* Work to complete: Rewrite the items below with "white flower" changed to "pale blossom" and everything else unchanged. Omit the pictures from your answer.

++++++

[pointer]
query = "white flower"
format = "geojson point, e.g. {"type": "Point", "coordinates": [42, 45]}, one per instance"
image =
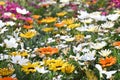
{"type": "Point", "coordinates": [97, 16]}
{"type": "Point", "coordinates": [2, 24]}
{"type": "Point", "coordinates": [98, 45]}
{"type": "Point", "coordinates": [107, 73]}
{"type": "Point", "coordinates": [42, 70]}
{"type": "Point", "coordinates": [3, 56]}
{"type": "Point", "coordinates": [3, 30]}
{"type": "Point", "coordinates": [11, 43]}
{"type": "Point", "coordinates": [77, 49]}
{"type": "Point", "coordinates": [105, 52]}
{"type": "Point", "coordinates": [69, 39]}
{"type": "Point", "coordinates": [19, 60]}
{"type": "Point", "coordinates": [50, 40]}
{"type": "Point", "coordinates": [59, 77]}
{"type": "Point", "coordinates": [88, 56]}
{"type": "Point", "coordinates": [108, 24]}
{"type": "Point", "coordinates": [11, 23]}
{"type": "Point", "coordinates": [93, 28]}
{"type": "Point", "coordinates": [7, 14]}
{"type": "Point", "coordinates": [83, 14]}
{"type": "Point", "coordinates": [113, 17]}
{"type": "Point", "coordinates": [61, 46]}
{"type": "Point", "coordinates": [22, 11]}
{"type": "Point", "coordinates": [64, 1]}
{"type": "Point", "coordinates": [87, 20]}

++++++

* Solution to this problem:
[pointer]
query = "pale blossom"
format = "geojson point, e.g. {"type": "Point", "coordinates": [42, 45]}, one per instance"
image =
{"type": "Point", "coordinates": [97, 16]}
{"type": "Point", "coordinates": [2, 24]}
{"type": "Point", "coordinates": [98, 45]}
{"type": "Point", "coordinates": [107, 73]}
{"type": "Point", "coordinates": [42, 70]}
{"type": "Point", "coordinates": [3, 56]}
{"type": "Point", "coordinates": [3, 30]}
{"type": "Point", "coordinates": [11, 43]}
{"type": "Point", "coordinates": [77, 49]}
{"type": "Point", "coordinates": [105, 52]}
{"type": "Point", "coordinates": [69, 39]}
{"type": "Point", "coordinates": [19, 60]}
{"type": "Point", "coordinates": [50, 40]}
{"type": "Point", "coordinates": [59, 77]}
{"type": "Point", "coordinates": [88, 56]}
{"type": "Point", "coordinates": [108, 24]}
{"type": "Point", "coordinates": [11, 23]}
{"type": "Point", "coordinates": [93, 28]}
{"type": "Point", "coordinates": [7, 14]}
{"type": "Point", "coordinates": [83, 14]}
{"type": "Point", "coordinates": [113, 17]}
{"type": "Point", "coordinates": [61, 46]}
{"type": "Point", "coordinates": [22, 11]}
{"type": "Point", "coordinates": [64, 1]}
{"type": "Point", "coordinates": [87, 20]}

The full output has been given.